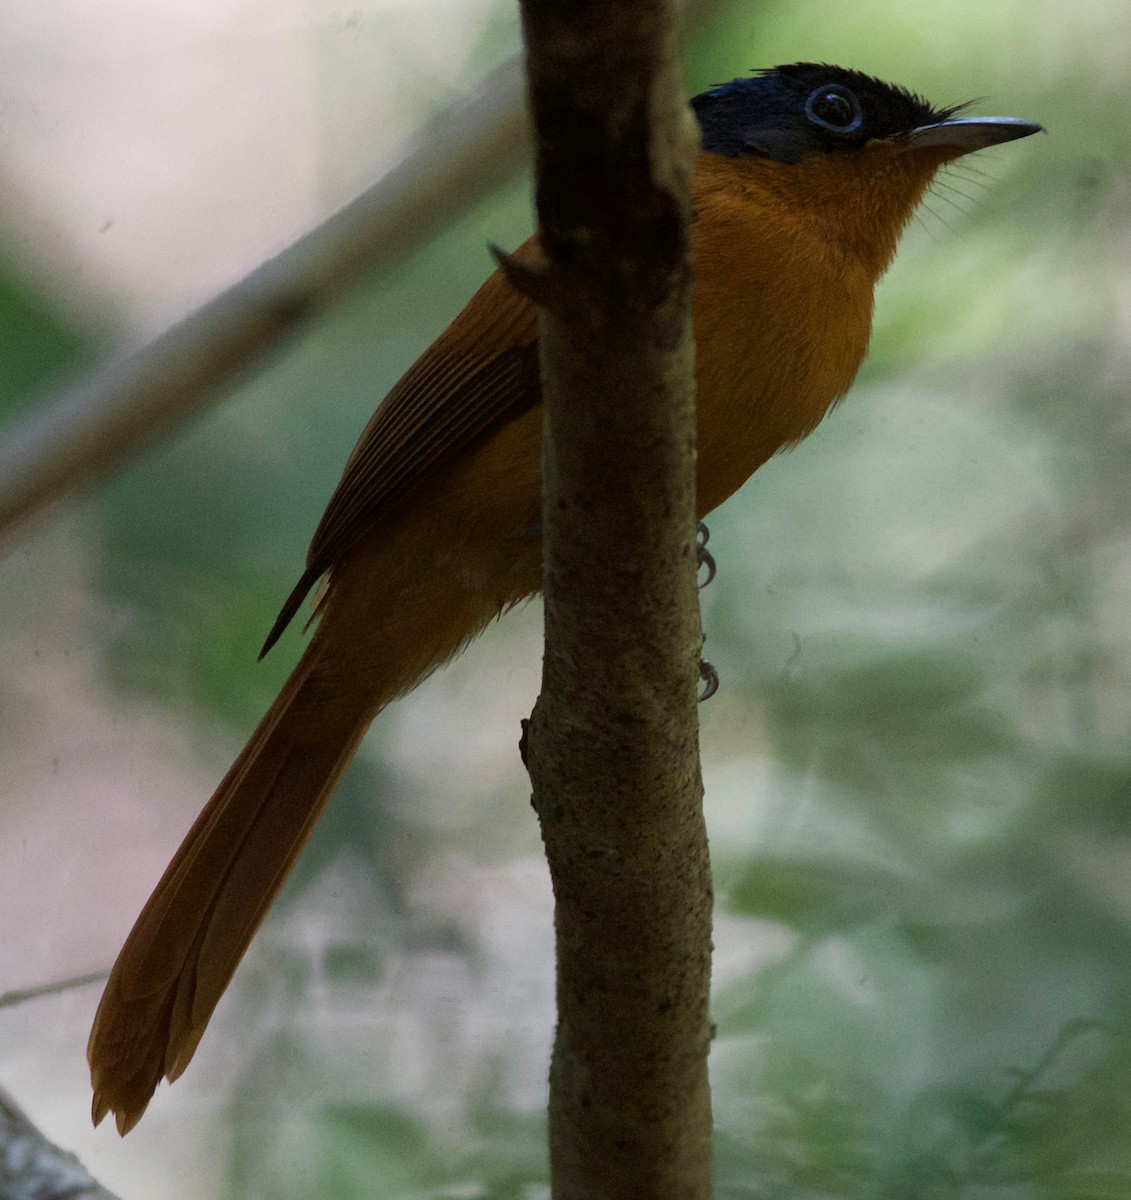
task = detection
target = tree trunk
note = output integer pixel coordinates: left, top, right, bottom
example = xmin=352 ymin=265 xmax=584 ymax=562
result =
xmin=517 ymin=2 xmax=713 ymax=1197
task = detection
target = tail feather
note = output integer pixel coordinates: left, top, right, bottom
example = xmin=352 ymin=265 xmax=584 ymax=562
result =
xmin=88 ymin=661 xmax=370 ymax=1135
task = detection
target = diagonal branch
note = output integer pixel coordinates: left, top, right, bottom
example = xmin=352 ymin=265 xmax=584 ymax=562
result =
xmin=0 ymin=55 xmax=530 ymax=542
xmin=0 ymin=2 xmax=725 ymax=549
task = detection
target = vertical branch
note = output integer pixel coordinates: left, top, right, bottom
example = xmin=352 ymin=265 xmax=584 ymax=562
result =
xmin=517 ymin=2 xmax=712 ymax=1198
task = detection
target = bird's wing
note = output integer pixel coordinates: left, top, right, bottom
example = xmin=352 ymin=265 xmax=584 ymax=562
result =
xmin=261 ymin=242 xmax=541 ymax=656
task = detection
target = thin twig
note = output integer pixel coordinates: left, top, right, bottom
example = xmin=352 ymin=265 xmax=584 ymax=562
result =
xmin=0 ymin=971 xmax=107 ymax=1010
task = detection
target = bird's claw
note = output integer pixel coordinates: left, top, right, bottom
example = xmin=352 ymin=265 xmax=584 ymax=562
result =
xmin=696 ymin=522 xmax=716 ymax=589
xmin=696 ymin=524 xmax=718 ymax=700
xmin=698 ymin=654 xmax=719 ymax=702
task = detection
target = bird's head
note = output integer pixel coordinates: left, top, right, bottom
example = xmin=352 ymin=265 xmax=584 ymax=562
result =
xmin=692 ymin=63 xmax=1042 ymax=272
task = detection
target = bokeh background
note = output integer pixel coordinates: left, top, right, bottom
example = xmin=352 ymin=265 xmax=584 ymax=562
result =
xmin=1 ymin=0 xmax=1126 ymax=1197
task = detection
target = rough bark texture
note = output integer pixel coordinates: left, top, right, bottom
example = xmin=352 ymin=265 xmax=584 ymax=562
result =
xmin=517 ymin=3 xmax=712 ymax=1198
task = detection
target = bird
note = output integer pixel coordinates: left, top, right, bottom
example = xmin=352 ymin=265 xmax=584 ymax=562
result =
xmin=88 ymin=62 xmax=1041 ymax=1133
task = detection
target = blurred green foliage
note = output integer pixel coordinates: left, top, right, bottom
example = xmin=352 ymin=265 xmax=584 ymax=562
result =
xmin=5 ymin=0 xmax=1130 ymax=1194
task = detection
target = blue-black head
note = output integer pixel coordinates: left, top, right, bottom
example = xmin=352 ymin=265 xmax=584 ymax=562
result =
xmin=693 ymin=63 xmax=1039 ymax=164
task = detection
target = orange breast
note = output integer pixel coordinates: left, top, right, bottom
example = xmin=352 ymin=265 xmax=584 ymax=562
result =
xmin=688 ymin=151 xmax=878 ymax=516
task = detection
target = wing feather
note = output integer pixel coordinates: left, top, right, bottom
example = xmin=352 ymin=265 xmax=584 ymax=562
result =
xmin=260 ymin=240 xmax=541 ymax=656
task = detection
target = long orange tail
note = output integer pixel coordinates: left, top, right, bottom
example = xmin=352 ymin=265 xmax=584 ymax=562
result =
xmin=88 ymin=392 xmax=545 ymax=1134
xmin=88 ymin=652 xmax=371 ymax=1134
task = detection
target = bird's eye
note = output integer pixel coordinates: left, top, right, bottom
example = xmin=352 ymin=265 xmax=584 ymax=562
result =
xmin=805 ymin=84 xmax=864 ymax=134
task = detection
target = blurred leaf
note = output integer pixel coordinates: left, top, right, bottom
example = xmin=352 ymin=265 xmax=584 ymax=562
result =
xmin=1039 ymin=752 xmax=1131 ymax=835
xmin=727 ymin=853 xmax=935 ymax=933
xmin=770 ymin=644 xmax=986 ymax=726
xmin=1043 ymin=1172 xmax=1131 ymax=1199
xmin=318 ymin=1103 xmax=442 ymax=1199
xmin=0 ymin=255 xmax=91 ymax=413
xmin=455 ymin=1104 xmax=548 ymax=1198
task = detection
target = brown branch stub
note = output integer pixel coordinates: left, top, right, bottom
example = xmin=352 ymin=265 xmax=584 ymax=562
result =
xmin=518 ymin=2 xmax=711 ymax=1198
xmin=489 ymin=243 xmax=553 ymax=305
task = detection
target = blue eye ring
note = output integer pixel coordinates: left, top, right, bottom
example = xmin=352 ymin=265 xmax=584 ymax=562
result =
xmin=805 ymin=84 xmax=864 ymax=134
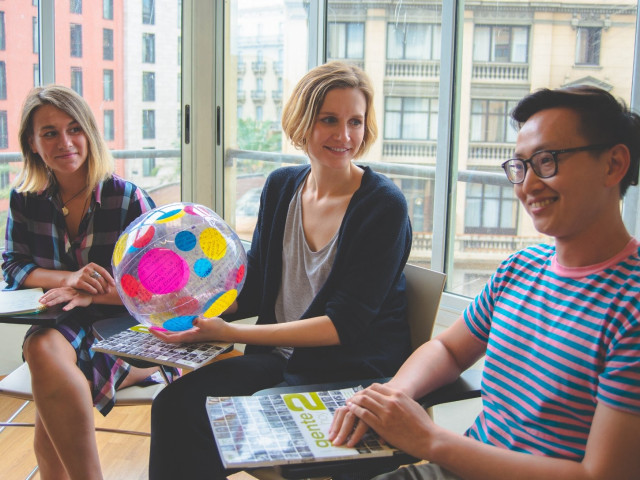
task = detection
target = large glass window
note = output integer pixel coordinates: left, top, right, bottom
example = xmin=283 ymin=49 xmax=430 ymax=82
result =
xmin=143 ymin=0 xmax=156 ymax=25
xmin=143 ymin=33 xmax=155 ymax=63
xmin=385 ymin=97 xmax=438 ymax=141
xmin=143 ymin=72 xmax=156 ymax=101
xmin=0 ymin=1 xmax=182 ymax=252
xmin=470 ymin=99 xmax=518 ymax=143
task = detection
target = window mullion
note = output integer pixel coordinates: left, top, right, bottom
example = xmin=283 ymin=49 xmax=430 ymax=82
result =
xmin=432 ymin=0 xmax=461 ymax=275
xmin=38 ymin=0 xmax=55 ymax=85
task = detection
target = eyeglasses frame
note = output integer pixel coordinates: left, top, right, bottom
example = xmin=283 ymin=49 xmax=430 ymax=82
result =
xmin=501 ymin=144 xmax=613 ymax=184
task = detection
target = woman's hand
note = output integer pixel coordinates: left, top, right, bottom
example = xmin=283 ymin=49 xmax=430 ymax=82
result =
xmin=148 ymin=316 xmax=230 ymax=344
xmin=40 ymin=287 xmax=94 ymax=310
xmin=64 ymin=263 xmax=115 ymax=295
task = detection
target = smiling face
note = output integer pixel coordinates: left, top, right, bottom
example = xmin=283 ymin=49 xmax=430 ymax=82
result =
xmin=306 ymin=87 xmax=367 ymax=170
xmin=28 ymin=104 xmax=89 ymax=179
xmin=514 ymin=107 xmax=614 ymax=243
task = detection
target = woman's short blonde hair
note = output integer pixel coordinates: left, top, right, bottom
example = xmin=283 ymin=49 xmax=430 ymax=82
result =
xmin=15 ymin=84 xmax=113 ymax=194
xmin=281 ymin=61 xmax=378 ymax=159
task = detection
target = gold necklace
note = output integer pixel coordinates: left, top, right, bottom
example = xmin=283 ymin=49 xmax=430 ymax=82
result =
xmin=60 ymin=185 xmax=88 ymax=217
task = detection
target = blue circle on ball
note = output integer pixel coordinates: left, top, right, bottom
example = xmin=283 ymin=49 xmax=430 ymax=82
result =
xmin=194 ymin=258 xmax=213 ymax=277
xmin=175 ymin=230 xmax=197 ymax=251
xmin=163 ymin=316 xmax=197 ymax=331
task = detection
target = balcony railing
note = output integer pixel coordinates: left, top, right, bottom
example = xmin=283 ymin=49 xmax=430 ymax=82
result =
xmin=383 ymin=140 xmax=437 ymax=158
xmin=468 ymin=142 xmax=513 ymax=161
xmin=272 ymin=60 xmax=283 ymax=75
xmin=272 ymin=89 xmax=283 ymax=104
xmin=251 ymin=90 xmax=266 ymax=104
xmin=237 ymin=61 xmax=246 ymax=76
xmin=251 ymin=60 xmax=266 ymax=75
xmin=385 ymin=60 xmax=440 ymax=79
xmin=472 ymin=62 xmax=529 ymax=82
xmin=237 ymin=90 xmax=246 ymax=103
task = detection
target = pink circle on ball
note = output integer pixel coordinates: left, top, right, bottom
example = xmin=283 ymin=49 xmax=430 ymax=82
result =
xmin=138 ymin=248 xmax=190 ymax=294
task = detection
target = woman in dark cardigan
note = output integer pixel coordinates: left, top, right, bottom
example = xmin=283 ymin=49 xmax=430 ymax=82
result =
xmin=148 ymin=61 xmax=413 ymax=479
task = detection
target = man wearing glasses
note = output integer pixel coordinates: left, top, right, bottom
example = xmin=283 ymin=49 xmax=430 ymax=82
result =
xmin=329 ymin=86 xmax=640 ymax=480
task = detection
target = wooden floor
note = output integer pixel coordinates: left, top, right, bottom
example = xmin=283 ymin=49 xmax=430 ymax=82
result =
xmin=0 ymin=395 xmax=153 ymax=480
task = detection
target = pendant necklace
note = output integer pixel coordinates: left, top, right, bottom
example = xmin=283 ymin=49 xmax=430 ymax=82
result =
xmin=60 ymin=185 xmax=88 ymax=217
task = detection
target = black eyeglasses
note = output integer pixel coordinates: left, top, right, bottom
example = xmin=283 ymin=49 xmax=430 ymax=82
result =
xmin=501 ymin=144 xmax=612 ymax=184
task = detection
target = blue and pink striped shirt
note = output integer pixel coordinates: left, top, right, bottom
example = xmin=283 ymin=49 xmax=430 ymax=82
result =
xmin=464 ymin=239 xmax=640 ymax=460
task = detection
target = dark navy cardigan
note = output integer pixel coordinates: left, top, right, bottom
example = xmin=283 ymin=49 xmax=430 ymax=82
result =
xmin=229 ymin=165 xmax=413 ymax=384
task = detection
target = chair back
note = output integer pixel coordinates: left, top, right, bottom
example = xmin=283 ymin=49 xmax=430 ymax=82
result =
xmin=404 ymin=263 xmax=446 ymax=352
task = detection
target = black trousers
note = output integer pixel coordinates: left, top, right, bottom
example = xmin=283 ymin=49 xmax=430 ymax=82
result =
xmin=149 ymin=353 xmax=288 ymax=480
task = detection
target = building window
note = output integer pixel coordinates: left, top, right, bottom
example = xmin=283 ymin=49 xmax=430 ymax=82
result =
xmin=384 ymin=97 xmax=438 ymax=141
xmin=103 ymin=28 xmax=114 ymax=60
xmin=143 ymin=33 xmax=155 ymax=63
xmin=387 ymin=23 xmax=441 ymax=60
xmin=327 ymin=22 xmax=364 ymax=60
xmin=0 ymin=62 xmax=6 ymax=100
xmin=0 ymin=12 xmax=6 ymax=51
xmin=104 ymin=110 xmax=114 ymax=141
xmin=470 ymin=99 xmax=518 ymax=143
xmin=143 ymin=0 xmax=155 ymax=25
xmin=143 ymin=110 xmax=155 ymax=139
xmin=32 ymin=17 xmax=38 ymax=54
xmin=0 ymin=111 xmax=7 ymax=149
xmin=70 ymin=24 xmax=82 ymax=57
xmin=256 ymin=106 xmax=263 ymax=122
xmin=71 ymin=67 xmax=83 ymax=96
xmin=464 ymin=182 xmax=518 ymax=235
xmin=103 ymin=0 xmax=113 ymax=20
xmin=576 ymin=27 xmax=601 ymax=66
xmin=70 ymin=0 xmax=82 ymax=14
xmin=473 ymin=25 xmax=528 ymax=63
xmin=143 ymin=72 xmax=155 ymax=101
xmin=33 ymin=64 xmax=40 ymax=87
xmin=103 ymin=69 xmax=114 ymax=101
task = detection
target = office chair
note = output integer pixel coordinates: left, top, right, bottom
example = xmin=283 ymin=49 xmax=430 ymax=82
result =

### WORK TASK:
Whenever the word "woman" appears in a line of the listing, copy out that line.

### RESULT OF THIS TASK:
target = woman's hand
target = woman's short blonde hair
target = woman in dark cardigan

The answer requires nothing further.